#### REQUIREMENT:
Each line below should be restated exactly, with nothing dropped.

#### RECORDS PROVIDED:
******************************
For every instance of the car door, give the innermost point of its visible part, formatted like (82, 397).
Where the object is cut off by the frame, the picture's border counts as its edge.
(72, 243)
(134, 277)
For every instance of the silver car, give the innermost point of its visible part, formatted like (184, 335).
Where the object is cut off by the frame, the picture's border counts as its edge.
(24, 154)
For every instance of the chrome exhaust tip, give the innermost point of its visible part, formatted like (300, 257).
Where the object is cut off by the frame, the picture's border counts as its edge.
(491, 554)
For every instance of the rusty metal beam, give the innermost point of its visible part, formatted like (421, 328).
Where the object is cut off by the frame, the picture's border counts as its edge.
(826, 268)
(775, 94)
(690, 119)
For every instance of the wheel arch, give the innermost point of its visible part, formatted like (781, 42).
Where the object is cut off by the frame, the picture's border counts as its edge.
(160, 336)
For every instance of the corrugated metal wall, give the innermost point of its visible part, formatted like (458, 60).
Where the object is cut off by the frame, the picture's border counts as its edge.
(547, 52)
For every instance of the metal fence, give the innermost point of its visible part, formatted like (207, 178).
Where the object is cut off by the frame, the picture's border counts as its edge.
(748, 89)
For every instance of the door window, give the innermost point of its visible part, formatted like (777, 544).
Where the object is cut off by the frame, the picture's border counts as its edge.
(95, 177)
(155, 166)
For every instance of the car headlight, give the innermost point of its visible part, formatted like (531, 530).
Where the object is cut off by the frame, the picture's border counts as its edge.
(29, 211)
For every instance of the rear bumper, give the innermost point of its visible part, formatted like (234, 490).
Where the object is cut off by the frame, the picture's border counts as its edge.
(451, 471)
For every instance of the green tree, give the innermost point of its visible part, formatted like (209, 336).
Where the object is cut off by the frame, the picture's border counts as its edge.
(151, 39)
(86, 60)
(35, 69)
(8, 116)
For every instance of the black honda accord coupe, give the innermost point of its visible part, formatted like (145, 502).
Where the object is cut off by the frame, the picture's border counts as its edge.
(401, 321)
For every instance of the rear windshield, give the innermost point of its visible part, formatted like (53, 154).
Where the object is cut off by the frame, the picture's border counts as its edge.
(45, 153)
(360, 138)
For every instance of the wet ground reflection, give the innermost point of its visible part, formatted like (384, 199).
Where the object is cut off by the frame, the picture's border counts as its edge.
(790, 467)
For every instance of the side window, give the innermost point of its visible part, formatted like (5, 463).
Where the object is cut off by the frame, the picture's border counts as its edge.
******************************
#### ANSWER TO THIS EXERCISE:
For every instance of the car door, give the innermost point of its visible part, formatted like (82, 397).
Where the object is cut off by the frame, the picture's border counts as its edge.
(72, 243)
(134, 277)
For every instance of the silver car, give the innermost point of its visible part, formatted like (184, 335).
Where the object is cut off by the frame, the picture's border counts as its edge.
(24, 154)
For every instance of the chrome exhaust tip, give the innermost point of its visible part, formatted like (300, 257).
Where the object is cut off by the frame, the picture's border counts as its edge.
(491, 554)
For every instance of the rusty metal beam, give the innermost point of its visible part, formatted like (421, 328).
Where the object is cut off by the frame, the picture's border counts as its edge.
(826, 268)
(775, 94)
(690, 119)
For every instance of the wheel arch, give the innermost point of its visible part, formatted like (781, 42).
Where the object is cut off by the frame, the picture's border counts as its edge.
(160, 336)
For every instance of the corrugated metal wall, give the innermost point of its visible part, formatted like (458, 60).
Where the object is cut off by the frame, the picture's border counts as its edge.
(547, 52)
For every instance of the metal fence, give the innermost point of its visible part, formatted like (207, 178).
Where the object is cut off by the frame, the picture's border counts as its edge.
(748, 89)
For every instance of the door window, give the innermost point of its visible part, formatted like (777, 544).
Where the object is cut off by the frame, the picture's border counts as its edge.
(95, 177)
(155, 166)
For every instance of the car headlight, give the innermost point of its visible part, formatted like (531, 530).
Where the object is cut off by the frame, the picture's border counts as its edge.
(29, 211)
For every instance of the rear bumper, give the innermost point of its visible part, formatted like (234, 490).
Where the object is cut off by the frame, the picture's border counts as its edge.
(451, 471)
For every instance of the green tree, give the innermost point of its visible part, formatted like (209, 336).
Where the object is cut off by the frame, the picture's border counts as its edge.
(151, 39)
(86, 60)
(35, 69)
(8, 116)
For every instance of the black honda accord coupe, give the innermost point of its visible part, formatted like (145, 502).
Where the object is cut off by the frame, the picture's border counts as its edge.
(401, 321)
For every instance of the rear windshield, give the innermost point of its visible part, formatted like (53, 154).
Where the object is cut off by the frame, the picture's border counts as its edge.
(45, 153)
(360, 138)
For every instance of the wet ground reflection, give the innermost point of its visible part, formatted like (384, 199).
Where the object is cut off by the frame, the picture's border counts as its edge.
(790, 467)
For every instance of the side window, give the innermost point of its visible part, formatted like (5, 463).
Where the object is cut off by the frame, the picture's border counts as its edge.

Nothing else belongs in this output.